── Fragmento del documento
Inducen a error. Cómo serán de dudosas las encuestas que en inglés (en cuyos mundos parlantes éstas se han desarrollado más) se usa el mismo término “polls” para referirse tanto a votos legítimamente emitidos y en urnas como, intencional el equívoco, a estas otras mediciones pitonisas. Según J. B. Priestley, el dramaturgo inglés, son pueriles; “los sondeos de opinión son como los niños en el jardín, excavan cosas todo el tiempo para ver cómo están creciendo”.
Sus fallas más graves serían epistemológicas. Las encuestas pretenden medir científicamente una subjetividad que puede variar, puede que nunca haya sido explícita o vaya a saber uno cómo los responsables se hicieron de la supuesta evidencia. La desconfianza viene de muy atrás. Los antiguos tachaban de “doxa” la mera opinión vulgar, para ellos no un conocimiento certero. Burke y De Tocqueville advertían sobre la “tiranía de la opinión” cuando, por ejemplo, un emisor, reacio a opinar, desacostumbrado a usar ciertas palabras o a situarse en el contexto de la pregunta que se le hace, reproduce solícitamente la actitud (interesada, solapada) de quien le pide su opinión. De Tocqueville fue hasta más lejos; cuestionó que en EE.UU. pudiese existir libertad de opinión, dada la propensión de ese país por consensos generalizados.
────
── Material proporcionado
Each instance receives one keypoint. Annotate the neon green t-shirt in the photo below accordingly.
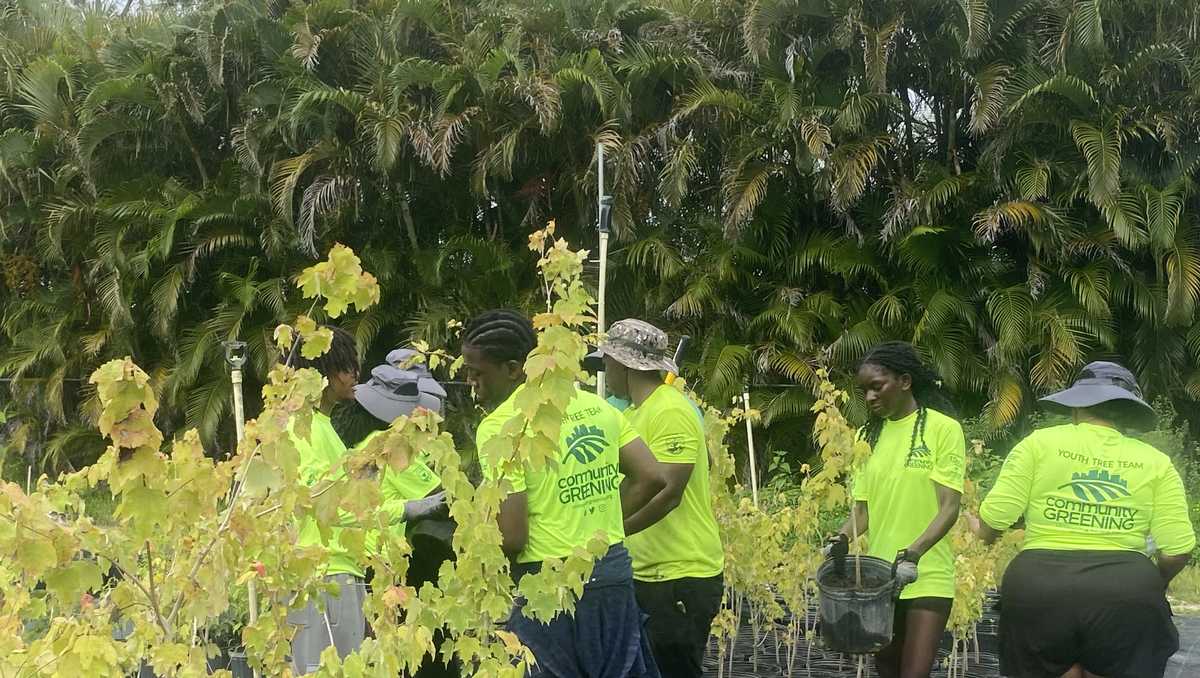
(898, 487)
(323, 450)
(580, 496)
(685, 543)
(400, 487)
(1090, 487)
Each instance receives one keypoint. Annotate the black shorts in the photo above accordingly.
(1103, 610)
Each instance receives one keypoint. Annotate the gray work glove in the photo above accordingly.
(904, 570)
(426, 508)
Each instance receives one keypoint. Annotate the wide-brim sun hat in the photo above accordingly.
(403, 359)
(393, 393)
(1099, 383)
(636, 345)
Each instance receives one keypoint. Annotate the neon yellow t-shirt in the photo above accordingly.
(1090, 487)
(400, 487)
(685, 543)
(580, 496)
(898, 487)
(323, 450)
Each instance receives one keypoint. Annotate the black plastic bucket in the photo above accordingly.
(857, 621)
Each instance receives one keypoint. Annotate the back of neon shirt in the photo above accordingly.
(574, 499)
(1086, 487)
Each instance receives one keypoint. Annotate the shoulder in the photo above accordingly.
(1143, 450)
(942, 421)
(491, 425)
(672, 407)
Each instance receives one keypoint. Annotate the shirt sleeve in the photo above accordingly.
(628, 433)
(1170, 523)
(949, 456)
(673, 438)
(1009, 497)
(487, 443)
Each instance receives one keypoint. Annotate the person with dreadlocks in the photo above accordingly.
(342, 623)
(907, 497)
(413, 498)
(1083, 599)
(604, 483)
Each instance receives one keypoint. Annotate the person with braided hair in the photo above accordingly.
(604, 483)
(907, 497)
(340, 621)
(1084, 598)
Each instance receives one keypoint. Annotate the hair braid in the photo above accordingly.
(501, 335)
(901, 358)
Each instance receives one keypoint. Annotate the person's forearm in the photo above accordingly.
(652, 511)
(1171, 565)
(634, 497)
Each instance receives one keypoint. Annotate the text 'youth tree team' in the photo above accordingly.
(1105, 515)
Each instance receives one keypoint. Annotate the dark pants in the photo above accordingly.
(681, 618)
(603, 639)
(1103, 610)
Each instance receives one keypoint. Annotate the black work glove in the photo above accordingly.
(904, 569)
(837, 547)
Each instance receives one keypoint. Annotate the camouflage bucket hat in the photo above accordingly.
(637, 345)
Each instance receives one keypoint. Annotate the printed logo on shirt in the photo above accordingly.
(1097, 485)
(919, 456)
(585, 444)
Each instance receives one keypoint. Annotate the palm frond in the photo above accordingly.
(988, 96)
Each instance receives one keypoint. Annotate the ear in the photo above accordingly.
(514, 370)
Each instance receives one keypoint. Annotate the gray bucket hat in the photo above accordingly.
(403, 359)
(636, 345)
(1098, 383)
(391, 393)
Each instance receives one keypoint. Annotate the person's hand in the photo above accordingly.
(972, 522)
(837, 546)
(426, 508)
(905, 568)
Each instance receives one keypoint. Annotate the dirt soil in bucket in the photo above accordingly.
(846, 580)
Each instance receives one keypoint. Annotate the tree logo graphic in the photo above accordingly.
(1097, 486)
(585, 444)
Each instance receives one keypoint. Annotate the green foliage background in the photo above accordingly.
(1009, 184)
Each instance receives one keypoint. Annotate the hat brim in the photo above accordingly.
(389, 407)
(634, 360)
(1091, 395)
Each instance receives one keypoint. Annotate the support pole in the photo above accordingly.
(603, 227)
(754, 468)
(235, 355)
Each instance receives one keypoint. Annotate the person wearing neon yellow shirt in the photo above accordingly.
(906, 499)
(678, 562)
(1083, 599)
(411, 497)
(342, 623)
(604, 484)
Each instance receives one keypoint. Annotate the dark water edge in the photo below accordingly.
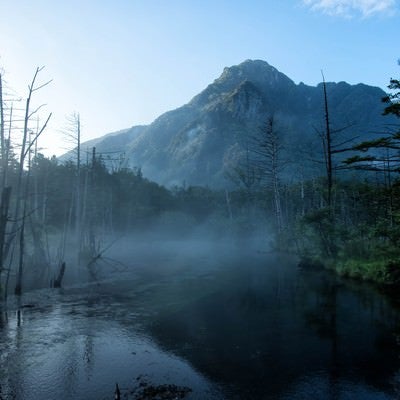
────
**Problemas propuestos:**
1. En el fragmento sobre las encuestas, ¿qué término inglés designa tanto los votos emitidos en urnas como las encuestas?
2. Prosigue el fragmento sobre las encuestas a partir de su última oración.
Las entradas no guardan ninguna relación con el fragmento sobre las encuestas.

**Respuestas:**
1. El término “polls”.

2.
De ahí, entonces, que a menudo las jornadas electorales suelan desmentir cualquier pretensión “objetiva” previa en querer captar el pulso social de mayorías, además, volátiles e impredecibles. La presidencial de 1948 en EE.UU. es el más bochornoso caso conocido. Los sondeos daban por muerto a Harry Truman. El Chicago Tribune adelantó ejemplares con “Dewey derrota a Truman” a toda plana el día después de la elección, y que el presidente se refociló en exhibir ante las cámaras; la foto dio vuelta al mundo. Una década después seguía refregándoles el obituario a agoreros tan poco serios: “Hasta este día sus reputaciones no han sido totalmente repuestas y su influencia está muy reducida” (Memoirs, 1946-1952, vol. II).
Habermas, en su conocido libro sobre la historia y crítica de la opinión pública, vincula estos sondeos a la industria del marketing político, a técnicas de investigación de mercado post Segunda Guerra Mundial, a propagandistas camuflados de “neutrales publicitarios”, interesados en “vender política impolíticamente” y generar “climas de opinión” que, luego, las elecciones, a lo sumo, “plebiscitan”. La mejor prueba de esta aniquilación de la opinión pública es lo que ha venido ocurriéndoles a la sociología y ciencia política, disciplinas alguna vez lúcidas, indispensables, pero que, de tanto dedicarse a indexaciones vacías de fundamento cualitativo, han perdido crédito. Actualmente, los sociólogos y cientistas políticos son a la política lo que los ingenieros comerciales son a la economía.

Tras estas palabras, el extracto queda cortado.